> [Instructions for the task]: Transcribe the records in their entirety, exactly as given.

(Saved entries)
* * *
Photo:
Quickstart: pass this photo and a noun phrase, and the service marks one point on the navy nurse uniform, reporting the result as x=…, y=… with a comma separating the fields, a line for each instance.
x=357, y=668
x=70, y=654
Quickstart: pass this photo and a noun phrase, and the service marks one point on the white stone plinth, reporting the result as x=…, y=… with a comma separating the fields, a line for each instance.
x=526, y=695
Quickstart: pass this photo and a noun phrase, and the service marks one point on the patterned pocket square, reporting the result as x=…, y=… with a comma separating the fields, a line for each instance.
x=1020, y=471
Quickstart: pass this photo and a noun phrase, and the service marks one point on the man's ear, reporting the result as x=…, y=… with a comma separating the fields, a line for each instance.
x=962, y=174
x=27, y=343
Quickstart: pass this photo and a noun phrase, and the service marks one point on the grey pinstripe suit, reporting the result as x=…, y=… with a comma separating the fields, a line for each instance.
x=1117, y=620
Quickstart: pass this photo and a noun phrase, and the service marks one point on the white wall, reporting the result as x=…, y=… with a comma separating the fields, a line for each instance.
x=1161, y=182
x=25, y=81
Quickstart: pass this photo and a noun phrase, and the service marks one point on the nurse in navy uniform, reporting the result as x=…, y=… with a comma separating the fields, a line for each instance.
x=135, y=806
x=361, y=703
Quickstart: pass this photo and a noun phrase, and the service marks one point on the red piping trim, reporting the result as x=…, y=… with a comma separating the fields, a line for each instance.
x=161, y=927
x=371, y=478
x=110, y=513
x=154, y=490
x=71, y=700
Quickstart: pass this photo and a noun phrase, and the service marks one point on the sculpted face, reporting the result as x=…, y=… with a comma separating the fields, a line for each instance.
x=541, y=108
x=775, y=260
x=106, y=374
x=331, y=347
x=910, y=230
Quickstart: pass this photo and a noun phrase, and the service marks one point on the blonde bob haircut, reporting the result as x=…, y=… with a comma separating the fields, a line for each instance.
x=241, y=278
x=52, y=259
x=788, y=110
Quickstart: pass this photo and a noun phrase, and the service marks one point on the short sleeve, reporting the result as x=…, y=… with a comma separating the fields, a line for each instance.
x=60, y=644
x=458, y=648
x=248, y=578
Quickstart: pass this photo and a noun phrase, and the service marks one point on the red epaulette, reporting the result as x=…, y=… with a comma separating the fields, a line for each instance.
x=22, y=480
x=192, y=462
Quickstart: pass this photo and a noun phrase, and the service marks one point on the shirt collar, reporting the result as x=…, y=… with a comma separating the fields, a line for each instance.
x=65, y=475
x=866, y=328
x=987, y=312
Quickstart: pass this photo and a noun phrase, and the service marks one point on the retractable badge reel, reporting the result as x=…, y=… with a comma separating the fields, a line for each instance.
* * *
> [Your response]:
Photo:
Quickstart: pass this photo and a noun phrase, and the service marks one point on the navy nurse uniform, reporting the result as x=…, y=… with a comma separating the fields, a line for each instance.
x=357, y=668
x=70, y=654
Quickstart: pass this photo and a noun phrase, and the service marks one point on the white stone plinth, reporting the result as x=…, y=… with a comma separating the fields, a line for each instance.
x=526, y=695
Quickstart: pass this photo and a noun phrase, and the service marks one point on the patterned pocket square, reporting the result as x=…, y=… with a comma separating the fields, a line for each instance.
x=1020, y=471
Quickstart: pass this photo and a noun phrase, and the service marks one point on the man's ear, reporting the result as x=…, y=… with a comma separating the fields, a line for each instance.
x=962, y=174
x=27, y=343
Quickstart: pass this photo and a noun phrase, and the service marks one point on the grey pinstripe suit, reporting the result as x=…, y=… with a comma separating the fields, a line for each instance.
x=1117, y=620
Quickstart: pass this photo and a noun phrase, and the service marks one point on the white wall, reporting the result as x=…, y=… with a comma separating the fields, a line for each instance.
x=1161, y=182
x=25, y=81
Quickstart: pass this photo and a noun phrase, and the service marks one point on the nurse in navy uniform, reporting the result as x=…, y=… with a comma separating the fields, a line for each instance.
x=135, y=806
x=361, y=703
Quickstart: pass this photo and a noun phrase, and the service marks one point on the red piping trim, reporting the result as x=…, y=… with a comma separating the fields, a line for each instance.
x=161, y=927
x=371, y=478
x=110, y=513
x=154, y=490
x=71, y=700
Quickstart: pass this photo and a noun phrase, and the service marks one point on the sculpted face, reporting the result as x=…, y=… with a comma separating the fields, a line for each instance.
x=541, y=108
x=775, y=260
x=106, y=374
x=331, y=347
x=910, y=230
Quickstart: pass this photo and a noun phrase, and the service marks one point on the blonde bob haircut, reporting the result as x=…, y=… with a comma separating the fields, a line for each instance.
x=241, y=278
x=52, y=259
x=788, y=110
Quickstart: pass this photo and a noun phrase, and the service marks one point on the short sleeve, reporting the result as x=…, y=… with a comma separating the fields, a line for each instance.
x=60, y=644
x=458, y=648
x=248, y=578
Quickstart: pass this photo and a noun phrase, and the service marks one point on the red epaulette, reporting the result as x=…, y=… with a comma separating the fields, a line for each instance.
x=22, y=480
x=192, y=462
Quickstart: pass this photo and a noun phrase, and the service marks one point on the shirt collar, reporting the result as x=…, y=… with a comma separating the fields, a line for each instance.
x=65, y=475
x=866, y=328
x=987, y=312
Quickstart: pass this photo and a noun phrase, and the service marks one point on the retractable badge reel, reporting the result as x=…, y=… with a comma separating the fields, a line for each instance.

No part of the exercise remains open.